## Exercise requirements
Please print the full listing exactly.

## Record list
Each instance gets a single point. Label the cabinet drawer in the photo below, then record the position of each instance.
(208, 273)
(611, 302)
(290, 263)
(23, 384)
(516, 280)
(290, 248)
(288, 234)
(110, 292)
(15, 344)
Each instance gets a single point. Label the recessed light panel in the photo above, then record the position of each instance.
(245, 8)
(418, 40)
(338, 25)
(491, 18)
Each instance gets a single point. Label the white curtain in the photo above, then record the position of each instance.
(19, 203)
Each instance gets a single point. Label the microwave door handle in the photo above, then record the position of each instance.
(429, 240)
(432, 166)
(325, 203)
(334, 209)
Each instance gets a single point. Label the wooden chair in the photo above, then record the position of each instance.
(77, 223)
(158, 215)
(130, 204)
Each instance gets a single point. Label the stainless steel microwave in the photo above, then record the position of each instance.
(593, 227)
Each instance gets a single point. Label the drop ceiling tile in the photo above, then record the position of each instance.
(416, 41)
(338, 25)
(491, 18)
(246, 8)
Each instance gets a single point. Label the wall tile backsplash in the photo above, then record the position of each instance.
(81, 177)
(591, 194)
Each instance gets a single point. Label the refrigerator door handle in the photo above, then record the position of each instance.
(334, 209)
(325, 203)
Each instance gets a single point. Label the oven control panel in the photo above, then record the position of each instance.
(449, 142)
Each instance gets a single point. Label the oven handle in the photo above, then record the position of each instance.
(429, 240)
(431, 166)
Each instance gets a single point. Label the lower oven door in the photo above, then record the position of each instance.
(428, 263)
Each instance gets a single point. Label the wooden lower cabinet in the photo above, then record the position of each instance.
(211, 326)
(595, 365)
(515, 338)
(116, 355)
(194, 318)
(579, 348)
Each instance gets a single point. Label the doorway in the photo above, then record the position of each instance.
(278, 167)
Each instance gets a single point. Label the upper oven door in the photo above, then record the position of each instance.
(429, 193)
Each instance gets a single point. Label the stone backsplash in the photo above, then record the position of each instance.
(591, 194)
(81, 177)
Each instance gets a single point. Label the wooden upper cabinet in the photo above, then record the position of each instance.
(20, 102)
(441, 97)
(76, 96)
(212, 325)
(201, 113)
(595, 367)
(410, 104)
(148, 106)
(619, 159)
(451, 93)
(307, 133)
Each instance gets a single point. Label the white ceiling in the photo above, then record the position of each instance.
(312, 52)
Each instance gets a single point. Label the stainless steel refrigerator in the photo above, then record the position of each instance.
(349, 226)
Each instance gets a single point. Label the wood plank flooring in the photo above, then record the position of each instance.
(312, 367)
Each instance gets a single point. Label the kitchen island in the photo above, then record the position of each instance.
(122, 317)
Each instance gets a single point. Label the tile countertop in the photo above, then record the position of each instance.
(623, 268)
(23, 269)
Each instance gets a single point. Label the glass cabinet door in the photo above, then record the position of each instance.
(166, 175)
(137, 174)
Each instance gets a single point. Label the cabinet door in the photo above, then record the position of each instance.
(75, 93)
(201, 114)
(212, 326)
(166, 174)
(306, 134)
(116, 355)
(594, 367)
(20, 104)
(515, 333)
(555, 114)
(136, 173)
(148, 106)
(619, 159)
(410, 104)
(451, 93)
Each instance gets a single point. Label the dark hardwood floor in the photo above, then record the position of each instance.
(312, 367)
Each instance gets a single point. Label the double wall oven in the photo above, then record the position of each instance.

## Correct output
Each instance gets a single point. Label the cabinet drawer in the photo below, then record the position of each instance.
(208, 273)
(611, 302)
(290, 263)
(23, 384)
(516, 280)
(290, 248)
(288, 234)
(110, 292)
(15, 344)
Each instance gets a single point. Label the recessed light panel in the photo above, then record the position of each instance.
(245, 8)
(418, 40)
(338, 25)
(491, 18)
Each instance gets a single point. Label the white curtain in the photo above, then record the position of each instance.
(19, 203)
Each instance gets a single point. Label the microwave door handle in the photo above, then record the position of each instance.
(429, 240)
(432, 166)
(325, 203)
(334, 209)
Each instance gets a single point. Label the wooden chair in the photo above, then record the position of each instance.
(77, 223)
(158, 215)
(130, 204)
Each instance gets a single point. Label the stainless steel microwave in the photo above, then record the position of each instance.
(593, 227)
Each instance gets a single point. Label the drop ceiling tile in the photo above, then record the position of each instance.
(416, 41)
(338, 25)
(491, 18)
(246, 8)
Each instance gets a single point. Label the wall tile backsplash in the photo above, then record the position of each instance.
(81, 177)
(591, 194)
Each instance gets a single point. Label the refrigerator door handle in the photo above, then record the position of each instance.
(334, 209)
(325, 203)
Each instance gets a single point. Label the oven control panel in the photo above, then record the position of each instance.
(449, 142)
Each instance gets a single point. Label the oven handle in the photo above, then record the position of each instance.
(429, 240)
(431, 166)
Each instance gets a single point. Label the lower oven door in the photo above, then record the position of each instance.
(428, 263)
Each instance gets a single point. Label the wooden lower cabinet in the photo above, then record the position of each instance.
(211, 326)
(595, 365)
(515, 338)
(116, 355)
(194, 318)
(579, 348)
Each instance gets a single point. Label the doorway in the photo above, then record the position of each instance.
(278, 167)
Each instance gets a single point. Label the upper oven door in the photo above, then record the position of each instance.
(429, 193)
Each instance gets a single point. Label the stone backsplash in the photo above, then record the position of each instance.
(591, 194)
(81, 177)
Each instance gets a single point. Label the wooden upper cabinet in the photo above, then record the position of each instance.
(20, 102)
(441, 97)
(76, 96)
(212, 325)
(201, 113)
(595, 367)
(410, 104)
(148, 106)
(619, 159)
(451, 93)
(307, 133)
Each instance gets a single point. Label the white ceiling in the photo above, then record the position of each instance.
(312, 52)
Each instance gets a single point. Label the stainless steel refrigerator in the photo above, then record the position of each instance.
(349, 226)
Each instance gets a single point. Label the wood plank flooring in the photo above, then record the position of each instance.
(312, 367)
Each instance gets a single point. Label the kitchen island in the photo above, then record the position of each instance.
(122, 317)
Each instance gets a single point. Label the tile countertop in the photo above, then record the position of each instance.
(623, 268)
(23, 269)
Each instance gets a single point. Label the glass cabinet door in the photo above, then record the position of each instance.
(166, 175)
(137, 174)
Each instance gets a single point. Label the cabinet door in the photo above, then record the position of each instance.
(75, 93)
(201, 114)
(212, 326)
(166, 174)
(306, 134)
(116, 355)
(594, 367)
(20, 104)
(515, 333)
(555, 114)
(136, 173)
(148, 106)
(619, 159)
(410, 104)
(451, 93)
Each instance gets a single point. Label the dark hardwood floor in the photo above, then record the position of each instance.
(312, 367)
Each instance gets a single point. Label the double wall oven in the photo above, then record the position of each instance.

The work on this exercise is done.